I love mammals. Their maternal behaviour, their intelligence and their complexity.
I love birds. Their freedom and majesty are inspiring.
But I have a special place in my heart for amphibians. I love them with this irrational passion I can’t really explain. They’re not particularly intelligent, they’re not at all majestic, and they’re certainly not cuddly. But I love them nonetheless. They are some of the most bizarre and colourful creatures on earth. Let me give you some of my favourite examples:
Colourful: Red-eyed tree frogs (there are a number of species that look like this), or as I like to call them, ‘centrefold frogs.’ I mean, look at this awesome little guy. And he’s got sucker pads on his toes – I love those things.
Bizarre: Surinam Toad, Pipa parva – females carry their fertilized eggs on their back, embedded in their skin, so they can develop safely. When the froglets have fully metamorphosed they pop through the skin. Altogether now: eeewwww….
Kick-Ass: Pac-man frogs, genus Ceratophrys, so named because of their comically wide mouths, which they use to eat everything they can fit in there, including small rodents. These are the only amphibians (as far as I can recall from ZOO384, amphibian biology…) with teeth – and what teeth! Apparently if you get bitten by one you will bleed. When I was a student and lived in a rat-infested apartment in Chinatown, I wanted to get one of these to keep the pests at bay (as I am allergic to cats). I never got around to it – but I do intend to get one of these one day, as the Argentine variety is pretty common in good pet stores.
Seriously. I love frogs. They’re just… awesome.

+ + + +

Tasks to perform:
a. According to the piece about amphibians, where do female Surinam toads carry their fertilized eggs?
b. Carry on the piece about loving amphibians, starting after its final line.

Stored data:
+ + + +

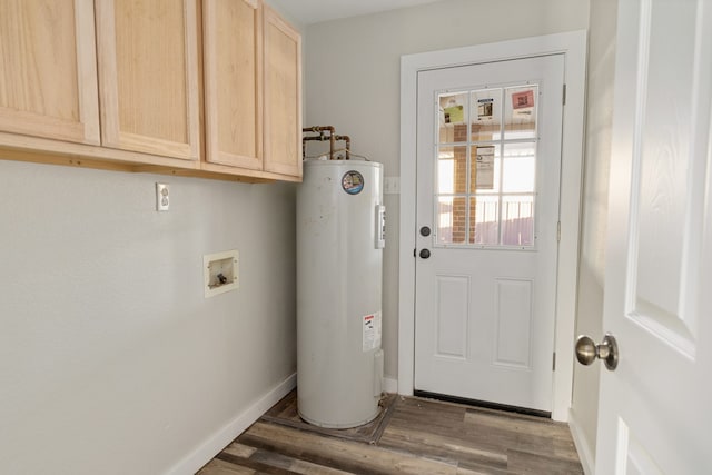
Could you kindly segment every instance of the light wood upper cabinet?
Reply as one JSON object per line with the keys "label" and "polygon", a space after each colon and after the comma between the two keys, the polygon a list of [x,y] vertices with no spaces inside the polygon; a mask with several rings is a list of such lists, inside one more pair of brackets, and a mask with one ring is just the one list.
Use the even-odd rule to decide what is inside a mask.
{"label": "light wood upper cabinet", "polygon": [[96,0],[101,142],[200,156],[197,0]]}
{"label": "light wood upper cabinet", "polygon": [[301,37],[265,6],[265,170],[301,177]]}
{"label": "light wood upper cabinet", "polygon": [[206,160],[263,168],[261,8],[204,0]]}
{"label": "light wood upper cabinet", "polygon": [[0,0],[0,130],[99,144],[92,0]]}

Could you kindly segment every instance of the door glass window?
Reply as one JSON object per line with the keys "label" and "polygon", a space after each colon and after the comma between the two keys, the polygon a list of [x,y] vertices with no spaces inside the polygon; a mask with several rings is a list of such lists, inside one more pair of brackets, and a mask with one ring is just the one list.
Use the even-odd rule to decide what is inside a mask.
{"label": "door glass window", "polygon": [[534,246],[537,85],[443,92],[436,245]]}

+ + + +

Answers per task:
a. On their backs, embedded in their skin.

b.
Which is why it made me so sad to read about this the other day – so sad I could hardly bring myself to write about it.
At a remote location Costa Rica some amphibian and reptile species have declined by a whopping 75 per cent since 1970 – despite the fact that they were living in a conservation reserve designed to protect them. Nobody really knows why, but biologists speculate it may have something to do with climate change reducing the amount of leaf litter on the ground, which small lizards and froggies use to hide from predators.
But nobody really knows. The thing is, amphibian species all over the world have been declining, and nobody really knows exactly why. In many places scientists have documented the spread of a lethal skin infection, known as chytrid fungus. In other places the decline has been blamed on pesticides and other agricultural chemicals. But nobody really knows. But whatever the reason is, it probably has something to do with the fact that amphibians have permeable skin, and tend to be more sensitive to crap in the environment.
And until we really know why they’re disappearing we can’t really know what to do in order to save them.